Problem to work on: Collect each line of the records that contains the word "green". Case matters.

[Shape boundary entries]
· · ·

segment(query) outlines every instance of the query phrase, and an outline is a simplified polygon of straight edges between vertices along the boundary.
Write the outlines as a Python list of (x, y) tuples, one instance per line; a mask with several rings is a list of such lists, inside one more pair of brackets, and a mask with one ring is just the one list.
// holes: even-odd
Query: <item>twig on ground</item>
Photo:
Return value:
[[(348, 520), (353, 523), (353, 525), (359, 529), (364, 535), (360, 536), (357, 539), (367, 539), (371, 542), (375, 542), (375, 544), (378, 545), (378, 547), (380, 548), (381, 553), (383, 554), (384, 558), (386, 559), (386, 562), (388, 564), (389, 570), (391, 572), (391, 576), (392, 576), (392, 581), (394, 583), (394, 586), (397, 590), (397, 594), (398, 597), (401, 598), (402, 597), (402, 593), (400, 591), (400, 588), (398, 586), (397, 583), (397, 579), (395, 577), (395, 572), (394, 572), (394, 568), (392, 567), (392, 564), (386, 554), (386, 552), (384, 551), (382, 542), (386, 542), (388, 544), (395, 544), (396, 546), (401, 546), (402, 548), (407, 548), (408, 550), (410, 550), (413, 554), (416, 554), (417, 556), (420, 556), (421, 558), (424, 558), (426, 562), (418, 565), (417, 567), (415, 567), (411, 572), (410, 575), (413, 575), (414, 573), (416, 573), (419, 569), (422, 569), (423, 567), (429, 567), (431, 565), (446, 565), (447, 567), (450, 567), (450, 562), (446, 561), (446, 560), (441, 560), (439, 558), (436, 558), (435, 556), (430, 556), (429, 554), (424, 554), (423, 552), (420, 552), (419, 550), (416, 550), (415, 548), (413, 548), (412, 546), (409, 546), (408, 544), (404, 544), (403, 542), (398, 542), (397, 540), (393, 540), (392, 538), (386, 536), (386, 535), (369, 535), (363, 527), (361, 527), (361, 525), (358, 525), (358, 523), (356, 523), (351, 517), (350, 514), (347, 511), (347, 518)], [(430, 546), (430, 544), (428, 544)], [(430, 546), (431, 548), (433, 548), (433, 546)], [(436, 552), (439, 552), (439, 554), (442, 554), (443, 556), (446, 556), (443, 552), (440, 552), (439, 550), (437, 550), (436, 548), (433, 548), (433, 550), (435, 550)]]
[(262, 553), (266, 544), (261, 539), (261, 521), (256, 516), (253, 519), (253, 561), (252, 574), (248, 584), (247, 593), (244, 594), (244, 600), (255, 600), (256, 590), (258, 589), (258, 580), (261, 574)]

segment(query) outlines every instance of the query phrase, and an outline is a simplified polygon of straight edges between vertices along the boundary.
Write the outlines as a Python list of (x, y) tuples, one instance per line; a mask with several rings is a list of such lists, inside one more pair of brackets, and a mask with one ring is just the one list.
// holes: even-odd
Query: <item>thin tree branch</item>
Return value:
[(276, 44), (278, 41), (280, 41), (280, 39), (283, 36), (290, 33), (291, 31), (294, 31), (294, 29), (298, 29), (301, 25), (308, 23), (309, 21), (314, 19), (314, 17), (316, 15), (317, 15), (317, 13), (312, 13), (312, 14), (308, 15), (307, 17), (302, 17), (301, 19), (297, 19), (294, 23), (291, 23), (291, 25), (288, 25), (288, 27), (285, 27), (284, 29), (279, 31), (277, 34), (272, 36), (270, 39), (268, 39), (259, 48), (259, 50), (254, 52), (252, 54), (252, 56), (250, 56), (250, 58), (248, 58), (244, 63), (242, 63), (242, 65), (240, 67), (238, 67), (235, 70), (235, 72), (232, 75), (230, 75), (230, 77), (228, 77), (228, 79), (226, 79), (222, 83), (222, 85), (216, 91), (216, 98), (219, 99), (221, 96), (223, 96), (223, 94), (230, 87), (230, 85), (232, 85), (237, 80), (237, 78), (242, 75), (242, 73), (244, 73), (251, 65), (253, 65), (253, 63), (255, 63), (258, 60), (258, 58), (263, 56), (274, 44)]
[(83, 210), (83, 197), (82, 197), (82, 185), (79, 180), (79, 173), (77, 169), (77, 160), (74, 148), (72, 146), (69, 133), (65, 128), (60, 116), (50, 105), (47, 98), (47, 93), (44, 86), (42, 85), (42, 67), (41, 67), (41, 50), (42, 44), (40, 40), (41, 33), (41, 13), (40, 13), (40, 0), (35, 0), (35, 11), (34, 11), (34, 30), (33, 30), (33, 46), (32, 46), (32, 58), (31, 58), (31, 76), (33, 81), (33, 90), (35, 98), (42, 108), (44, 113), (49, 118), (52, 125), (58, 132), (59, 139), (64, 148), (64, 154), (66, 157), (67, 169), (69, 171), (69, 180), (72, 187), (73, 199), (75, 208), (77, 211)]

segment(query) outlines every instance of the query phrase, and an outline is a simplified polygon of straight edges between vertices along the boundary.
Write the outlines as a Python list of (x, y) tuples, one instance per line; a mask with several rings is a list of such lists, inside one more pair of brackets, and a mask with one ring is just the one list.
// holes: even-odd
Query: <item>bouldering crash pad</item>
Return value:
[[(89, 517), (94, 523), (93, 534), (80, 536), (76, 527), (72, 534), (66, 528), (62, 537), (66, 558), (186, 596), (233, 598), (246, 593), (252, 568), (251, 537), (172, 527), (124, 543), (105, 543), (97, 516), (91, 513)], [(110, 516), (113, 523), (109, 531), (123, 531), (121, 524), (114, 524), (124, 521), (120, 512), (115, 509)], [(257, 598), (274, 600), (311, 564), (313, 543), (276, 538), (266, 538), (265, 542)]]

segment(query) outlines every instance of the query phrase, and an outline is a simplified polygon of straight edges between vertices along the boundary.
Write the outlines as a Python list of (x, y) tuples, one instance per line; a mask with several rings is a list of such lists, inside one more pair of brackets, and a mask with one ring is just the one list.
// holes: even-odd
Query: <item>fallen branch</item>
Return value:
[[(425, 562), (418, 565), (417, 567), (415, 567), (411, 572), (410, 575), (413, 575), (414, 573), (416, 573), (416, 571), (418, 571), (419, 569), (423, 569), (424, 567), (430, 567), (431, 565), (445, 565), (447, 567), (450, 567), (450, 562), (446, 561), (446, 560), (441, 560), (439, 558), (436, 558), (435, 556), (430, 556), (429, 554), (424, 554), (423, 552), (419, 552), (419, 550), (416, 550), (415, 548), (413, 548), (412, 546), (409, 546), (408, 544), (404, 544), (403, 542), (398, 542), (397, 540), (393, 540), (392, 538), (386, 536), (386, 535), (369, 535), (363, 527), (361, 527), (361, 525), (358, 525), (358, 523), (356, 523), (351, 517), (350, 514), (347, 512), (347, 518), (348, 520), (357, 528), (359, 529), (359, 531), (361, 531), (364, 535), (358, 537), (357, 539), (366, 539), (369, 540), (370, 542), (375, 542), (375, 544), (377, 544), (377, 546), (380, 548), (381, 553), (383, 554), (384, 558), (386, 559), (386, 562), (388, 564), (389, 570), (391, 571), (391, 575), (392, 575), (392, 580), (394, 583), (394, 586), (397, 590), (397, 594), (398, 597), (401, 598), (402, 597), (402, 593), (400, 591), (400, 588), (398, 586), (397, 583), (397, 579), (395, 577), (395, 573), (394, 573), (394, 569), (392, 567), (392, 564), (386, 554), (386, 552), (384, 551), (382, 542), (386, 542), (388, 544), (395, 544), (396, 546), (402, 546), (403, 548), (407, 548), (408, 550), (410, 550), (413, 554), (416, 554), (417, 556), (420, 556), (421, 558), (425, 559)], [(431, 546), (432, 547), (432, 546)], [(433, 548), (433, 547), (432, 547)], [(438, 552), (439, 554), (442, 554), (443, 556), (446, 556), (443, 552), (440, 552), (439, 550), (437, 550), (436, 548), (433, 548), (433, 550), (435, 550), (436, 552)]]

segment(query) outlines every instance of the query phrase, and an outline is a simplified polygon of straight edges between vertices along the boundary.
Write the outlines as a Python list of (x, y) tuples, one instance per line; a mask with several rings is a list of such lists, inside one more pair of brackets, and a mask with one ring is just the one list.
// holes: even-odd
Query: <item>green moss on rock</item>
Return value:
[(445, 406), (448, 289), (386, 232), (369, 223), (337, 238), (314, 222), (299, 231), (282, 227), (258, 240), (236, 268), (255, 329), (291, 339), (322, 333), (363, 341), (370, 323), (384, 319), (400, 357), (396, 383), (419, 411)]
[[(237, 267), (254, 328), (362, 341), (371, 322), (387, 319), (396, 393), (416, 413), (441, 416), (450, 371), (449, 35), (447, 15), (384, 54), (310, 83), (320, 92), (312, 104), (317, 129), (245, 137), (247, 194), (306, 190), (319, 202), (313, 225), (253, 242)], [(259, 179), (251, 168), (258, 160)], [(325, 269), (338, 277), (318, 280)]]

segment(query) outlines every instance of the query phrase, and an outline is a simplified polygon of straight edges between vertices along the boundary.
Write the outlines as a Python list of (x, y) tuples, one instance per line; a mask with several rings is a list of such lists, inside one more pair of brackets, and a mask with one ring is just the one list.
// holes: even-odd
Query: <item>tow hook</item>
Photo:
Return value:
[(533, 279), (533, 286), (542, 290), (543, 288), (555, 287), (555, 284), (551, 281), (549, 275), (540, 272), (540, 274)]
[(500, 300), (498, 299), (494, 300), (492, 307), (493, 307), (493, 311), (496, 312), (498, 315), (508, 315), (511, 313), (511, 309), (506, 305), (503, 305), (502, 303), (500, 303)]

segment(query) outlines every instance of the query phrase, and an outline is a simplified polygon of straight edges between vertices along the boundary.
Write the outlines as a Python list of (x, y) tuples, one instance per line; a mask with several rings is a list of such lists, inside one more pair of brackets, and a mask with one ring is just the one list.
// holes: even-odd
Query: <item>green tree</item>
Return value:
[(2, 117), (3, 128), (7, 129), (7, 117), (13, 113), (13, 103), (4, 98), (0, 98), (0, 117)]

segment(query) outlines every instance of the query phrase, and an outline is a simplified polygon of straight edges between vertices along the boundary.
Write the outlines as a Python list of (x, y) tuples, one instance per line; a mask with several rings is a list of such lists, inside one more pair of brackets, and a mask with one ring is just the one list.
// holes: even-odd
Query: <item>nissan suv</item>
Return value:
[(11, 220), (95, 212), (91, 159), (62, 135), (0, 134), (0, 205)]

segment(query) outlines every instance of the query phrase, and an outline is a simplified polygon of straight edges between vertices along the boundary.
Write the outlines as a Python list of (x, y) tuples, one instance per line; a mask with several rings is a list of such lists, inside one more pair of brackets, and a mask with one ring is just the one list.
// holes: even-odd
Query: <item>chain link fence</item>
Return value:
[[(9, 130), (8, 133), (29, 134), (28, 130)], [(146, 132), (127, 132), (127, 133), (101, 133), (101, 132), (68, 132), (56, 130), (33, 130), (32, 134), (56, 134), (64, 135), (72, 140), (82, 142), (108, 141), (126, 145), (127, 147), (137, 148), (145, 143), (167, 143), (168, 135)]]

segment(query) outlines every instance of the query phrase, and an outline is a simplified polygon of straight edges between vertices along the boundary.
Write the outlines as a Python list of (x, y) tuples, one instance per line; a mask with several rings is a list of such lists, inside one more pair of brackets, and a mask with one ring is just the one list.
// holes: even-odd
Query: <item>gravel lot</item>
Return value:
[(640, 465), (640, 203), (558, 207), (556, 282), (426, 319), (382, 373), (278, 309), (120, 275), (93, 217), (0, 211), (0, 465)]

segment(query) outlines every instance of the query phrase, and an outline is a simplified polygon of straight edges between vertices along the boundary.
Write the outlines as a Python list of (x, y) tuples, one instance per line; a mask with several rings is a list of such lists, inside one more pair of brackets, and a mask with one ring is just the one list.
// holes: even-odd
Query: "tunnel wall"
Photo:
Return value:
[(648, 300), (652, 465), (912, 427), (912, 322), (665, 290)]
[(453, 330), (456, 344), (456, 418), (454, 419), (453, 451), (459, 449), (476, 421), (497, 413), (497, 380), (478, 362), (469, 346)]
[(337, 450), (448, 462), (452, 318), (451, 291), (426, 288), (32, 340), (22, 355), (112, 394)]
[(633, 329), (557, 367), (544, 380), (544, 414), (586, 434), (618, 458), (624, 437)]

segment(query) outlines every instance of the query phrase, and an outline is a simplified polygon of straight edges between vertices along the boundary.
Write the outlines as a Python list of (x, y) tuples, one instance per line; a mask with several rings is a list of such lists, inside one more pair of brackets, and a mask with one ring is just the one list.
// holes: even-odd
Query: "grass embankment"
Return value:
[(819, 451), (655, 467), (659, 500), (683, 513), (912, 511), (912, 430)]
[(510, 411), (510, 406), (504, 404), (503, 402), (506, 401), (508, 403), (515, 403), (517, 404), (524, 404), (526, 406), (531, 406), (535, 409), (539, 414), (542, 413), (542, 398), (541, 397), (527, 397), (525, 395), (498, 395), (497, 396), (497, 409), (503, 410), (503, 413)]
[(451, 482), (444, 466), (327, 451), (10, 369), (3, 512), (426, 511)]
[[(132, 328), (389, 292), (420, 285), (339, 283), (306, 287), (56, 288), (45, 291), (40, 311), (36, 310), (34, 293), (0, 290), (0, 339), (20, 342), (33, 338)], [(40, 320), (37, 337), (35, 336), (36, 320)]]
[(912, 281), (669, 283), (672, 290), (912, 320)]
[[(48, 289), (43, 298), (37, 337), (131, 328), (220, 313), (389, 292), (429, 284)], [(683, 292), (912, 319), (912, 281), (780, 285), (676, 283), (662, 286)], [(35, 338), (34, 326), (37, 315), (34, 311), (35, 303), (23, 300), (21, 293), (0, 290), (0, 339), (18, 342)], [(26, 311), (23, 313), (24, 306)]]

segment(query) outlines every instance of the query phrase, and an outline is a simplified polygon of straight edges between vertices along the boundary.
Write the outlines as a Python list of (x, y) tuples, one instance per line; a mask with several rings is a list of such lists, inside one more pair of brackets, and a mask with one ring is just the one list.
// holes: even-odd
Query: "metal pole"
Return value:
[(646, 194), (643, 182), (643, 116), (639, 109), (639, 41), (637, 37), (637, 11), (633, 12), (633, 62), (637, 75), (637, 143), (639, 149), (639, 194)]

· · ·

Completed task:
Query: <item>green moss on rock</item>
Query: <item>green tree</item>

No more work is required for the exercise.